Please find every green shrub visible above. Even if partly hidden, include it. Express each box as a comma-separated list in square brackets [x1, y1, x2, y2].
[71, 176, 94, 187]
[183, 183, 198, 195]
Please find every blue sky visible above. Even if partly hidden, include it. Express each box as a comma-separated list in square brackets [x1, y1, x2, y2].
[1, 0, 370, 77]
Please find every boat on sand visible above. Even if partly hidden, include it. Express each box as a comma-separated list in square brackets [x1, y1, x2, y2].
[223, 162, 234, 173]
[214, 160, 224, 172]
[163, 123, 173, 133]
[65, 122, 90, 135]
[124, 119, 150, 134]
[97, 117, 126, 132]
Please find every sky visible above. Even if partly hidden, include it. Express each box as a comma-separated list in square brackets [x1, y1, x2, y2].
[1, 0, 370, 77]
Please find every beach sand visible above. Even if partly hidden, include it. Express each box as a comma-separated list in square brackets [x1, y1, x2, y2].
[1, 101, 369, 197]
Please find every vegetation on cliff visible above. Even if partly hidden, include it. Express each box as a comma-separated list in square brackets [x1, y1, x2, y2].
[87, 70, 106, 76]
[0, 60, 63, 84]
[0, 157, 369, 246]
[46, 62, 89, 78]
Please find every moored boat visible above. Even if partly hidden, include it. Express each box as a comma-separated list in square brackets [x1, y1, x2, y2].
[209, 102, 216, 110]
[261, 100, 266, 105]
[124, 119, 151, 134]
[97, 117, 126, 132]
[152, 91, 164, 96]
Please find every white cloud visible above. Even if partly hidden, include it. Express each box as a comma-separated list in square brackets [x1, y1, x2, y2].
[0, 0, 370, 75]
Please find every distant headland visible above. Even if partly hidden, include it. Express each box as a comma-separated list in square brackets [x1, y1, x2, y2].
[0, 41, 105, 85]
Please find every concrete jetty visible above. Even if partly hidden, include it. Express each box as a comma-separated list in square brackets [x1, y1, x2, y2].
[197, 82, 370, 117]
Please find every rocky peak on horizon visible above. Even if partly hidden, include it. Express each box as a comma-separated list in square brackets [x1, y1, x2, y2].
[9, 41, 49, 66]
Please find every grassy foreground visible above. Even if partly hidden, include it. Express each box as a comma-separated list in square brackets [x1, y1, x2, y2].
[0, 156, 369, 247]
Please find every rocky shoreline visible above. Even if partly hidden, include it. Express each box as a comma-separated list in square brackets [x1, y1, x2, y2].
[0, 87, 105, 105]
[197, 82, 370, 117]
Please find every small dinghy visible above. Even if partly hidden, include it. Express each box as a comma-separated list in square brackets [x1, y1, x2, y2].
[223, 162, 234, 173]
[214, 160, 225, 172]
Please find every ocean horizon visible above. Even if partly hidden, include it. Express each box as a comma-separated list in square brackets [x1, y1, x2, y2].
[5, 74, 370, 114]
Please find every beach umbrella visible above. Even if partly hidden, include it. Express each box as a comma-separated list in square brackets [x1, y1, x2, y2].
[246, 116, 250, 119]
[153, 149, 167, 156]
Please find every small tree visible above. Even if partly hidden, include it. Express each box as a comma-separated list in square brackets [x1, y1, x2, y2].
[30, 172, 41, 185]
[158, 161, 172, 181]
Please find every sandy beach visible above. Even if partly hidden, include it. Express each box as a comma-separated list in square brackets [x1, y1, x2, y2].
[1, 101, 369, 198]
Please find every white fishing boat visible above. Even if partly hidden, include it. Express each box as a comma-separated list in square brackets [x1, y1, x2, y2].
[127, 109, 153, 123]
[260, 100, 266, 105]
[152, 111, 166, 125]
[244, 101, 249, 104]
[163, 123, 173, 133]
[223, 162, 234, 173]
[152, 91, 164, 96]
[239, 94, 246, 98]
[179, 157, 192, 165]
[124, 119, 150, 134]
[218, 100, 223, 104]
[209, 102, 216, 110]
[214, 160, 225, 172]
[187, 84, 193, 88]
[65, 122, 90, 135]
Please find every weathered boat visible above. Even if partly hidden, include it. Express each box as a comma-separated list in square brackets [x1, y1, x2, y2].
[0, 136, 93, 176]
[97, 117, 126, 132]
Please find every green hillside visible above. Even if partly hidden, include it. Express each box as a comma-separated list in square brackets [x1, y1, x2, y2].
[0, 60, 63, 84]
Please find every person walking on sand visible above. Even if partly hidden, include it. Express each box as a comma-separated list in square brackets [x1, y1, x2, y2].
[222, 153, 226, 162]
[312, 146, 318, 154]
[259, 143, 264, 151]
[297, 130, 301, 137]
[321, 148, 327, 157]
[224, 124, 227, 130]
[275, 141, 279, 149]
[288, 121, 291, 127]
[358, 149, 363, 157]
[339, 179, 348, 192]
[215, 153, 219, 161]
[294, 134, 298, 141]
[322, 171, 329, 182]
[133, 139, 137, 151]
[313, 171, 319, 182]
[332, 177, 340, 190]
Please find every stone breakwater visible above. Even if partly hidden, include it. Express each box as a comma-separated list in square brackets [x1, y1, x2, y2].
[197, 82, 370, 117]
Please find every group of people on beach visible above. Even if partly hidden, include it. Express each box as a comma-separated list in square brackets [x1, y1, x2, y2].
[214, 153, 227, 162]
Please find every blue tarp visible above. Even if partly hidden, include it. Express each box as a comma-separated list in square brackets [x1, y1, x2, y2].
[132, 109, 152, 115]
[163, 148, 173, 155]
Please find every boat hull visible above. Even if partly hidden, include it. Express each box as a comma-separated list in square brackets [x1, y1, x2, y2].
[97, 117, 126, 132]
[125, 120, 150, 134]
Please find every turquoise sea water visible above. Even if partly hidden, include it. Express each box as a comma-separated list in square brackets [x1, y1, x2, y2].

────────────────────

Assignment
Whatever the number of entries above, each one is to be copied exactly.

Output of the task
Please find every green shrub visible above. Even if partly hidden, include it. Express each box as a comma-separated list in square brackets [x1, y1, x2, y2].
[71, 176, 94, 187]
[183, 183, 198, 195]
Please find every blue sky visible above. Even if partly hidden, include it. Express each box as a comma-separated list in square brackets [x1, y1, x2, y2].
[1, 0, 370, 77]
Please find every boat on sand visible above. Even if partly hidden, include it. Express each box as a comma-separated list in square brackets [x1, y1, x2, y2].
[223, 162, 234, 173]
[214, 160, 224, 172]
[163, 123, 173, 133]
[65, 122, 90, 135]
[124, 119, 150, 134]
[97, 117, 126, 132]
Please find every sky visible above. Even if partly hidden, include it. Express each box as a comma-separated list in square brackets [x1, y1, x2, y2].
[1, 0, 370, 77]
Please find every beach sand visible above. Even if partly hidden, include it. Express each box as a comma-separated list in square brackets [x1, y1, x2, y2].
[1, 101, 369, 197]
Please find every vegetation on cliff visible above. Even if partly hidden, include it. Express each box as a comma-separated list in square brackets [x1, y1, x2, y2].
[87, 70, 106, 76]
[0, 60, 63, 84]
[0, 157, 369, 246]
[46, 62, 89, 78]
Please find every moored boat visible above. Even if partly hidden, include it. Express each box as a comma-separated list in square brackets [x1, y1, x2, y2].
[209, 102, 216, 110]
[261, 100, 266, 105]
[124, 119, 151, 134]
[97, 117, 126, 132]
[152, 91, 164, 96]
Please find every white cloud visible above. Even if partly hidden, include it. Express each box as a comma-separated list in square brackets [x1, y1, x2, y2].
[0, 0, 370, 75]
Please find every distant headland visible above. Even if partly hidden, include it. Express each box as a comma-separated list in square brackets [x1, y1, x2, y2].
[0, 41, 105, 85]
Please find every concrete jetty visible above. Even if partly hidden, include it. Express each box as a comma-separated list in square brackets [x1, y1, x2, y2].
[197, 82, 370, 117]
Please find every rocky peak on horizon visible above. Even if partly hidden, include it. Express each box as a comma-separated list in square brackets [x1, y1, x2, y2].
[9, 41, 49, 66]
Please find every grassy foreground visible above. Even if partly hidden, include it. Express each box as a comma-separated list in square brackets [x1, y1, x2, y2].
[0, 156, 369, 247]
Please find every rocky shoreline visible above. Even if partly hidden, include it. Express each box as a comma-separated list in square brackets [x1, y1, x2, y2].
[0, 87, 105, 105]
[197, 82, 370, 117]
Please find every small dinghy visible above. Even if partly hidden, include it. Express each box as a comma-separated list in square brackets [x1, y1, x2, y2].
[223, 162, 234, 173]
[214, 160, 225, 172]
Please find every ocean horizon visible above. Even if partly hidden, include it. Express each box as a comma-separated list in square brackets [x1, y1, x2, y2].
[5, 74, 370, 114]
Please find every beach umbrella visible above. Even if partly hidden, include it. Express each box as a comma-separated list in square brackets [x1, y1, x2, y2].
[246, 116, 250, 119]
[153, 149, 167, 156]
Please find every small tree visible above. Even if partly hidden, include it. Express each box as a comma-separated list in square brackets [x1, y1, x2, y2].
[30, 172, 41, 185]
[158, 161, 172, 181]
Please find every sandy beach visible above. Even if partly hidden, include it. Express each box as a comma-separated list in square brackets [x1, y1, x2, y2].
[1, 101, 369, 198]
Please find every white fishing boat visible above. Even if partly hidden, include it. Express each box as a comma-separated list in square brackets [x1, y1, x2, y2].
[127, 109, 153, 123]
[260, 100, 266, 105]
[152, 111, 166, 125]
[244, 101, 249, 104]
[163, 123, 173, 133]
[223, 162, 234, 173]
[152, 91, 164, 96]
[239, 94, 246, 98]
[179, 157, 192, 165]
[124, 119, 150, 134]
[218, 100, 223, 104]
[209, 102, 216, 110]
[214, 160, 225, 172]
[187, 84, 193, 88]
[65, 122, 90, 135]
Please find every weathered boat visible above. Even if partly hidden, include it. Express each box as a comma-separated list in square brackets [x1, y1, x2, y2].
[0, 136, 93, 176]
[97, 117, 126, 132]
Please find every green hillside visible above. Even if partly hidden, include it. Express each box as a comma-separated list in square brackets [x1, y1, x2, y2].
[0, 60, 63, 84]
Please find every person walking on sand visible above. Even if partly hidden, include it. Express each box as a comma-separated list in square brackets [x1, y1, x2, y2].
[222, 153, 226, 162]
[312, 146, 318, 154]
[259, 143, 264, 151]
[297, 130, 301, 137]
[321, 148, 327, 157]
[224, 124, 227, 130]
[275, 141, 279, 149]
[288, 121, 291, 127]
[358, 149, 363, 157]
[339, 179, 348, 192]
[215, 153, 219, 161]
[294, 134, 298, 141]
[322, 171, 329, 182]
[133, 139, 137, 151]
[313, 171, 319, 182]
[332, 177, 340, 190]
Please find every stone breakwater visible above. Even if partly hidden, include it. Express each box as a comma-separated list in square brackets [x1, y1, x2, y2].
[197, 82, 370, 117]
Please find every group of people on beach visible above. Even if partly hidden, include it. Express each box as a comma-separated list in square brackets [x1, y1, x2, y2].
[214, 153, 227, 162]
Please find every blue tarp visible above. Even if partly hidden, include it. Express each box as a comma-separated list in square brackets [x1, y1, x2, y2].
[132, 109, 152, 115]
[163, 148, 173, 155]
Please find every boat hull visible above. Even if partly hidden, include it. Express each box as a comma-separated list in square brackets [x1, y1, x2, y2].
[97, 117, 126, 132]
[125, 120, 150, 134]
Please find every turquoise sea water visible above. Even if partly hidden, include it. Express each box as a comma-separated list in square brackets [x1, y1, x2, y2].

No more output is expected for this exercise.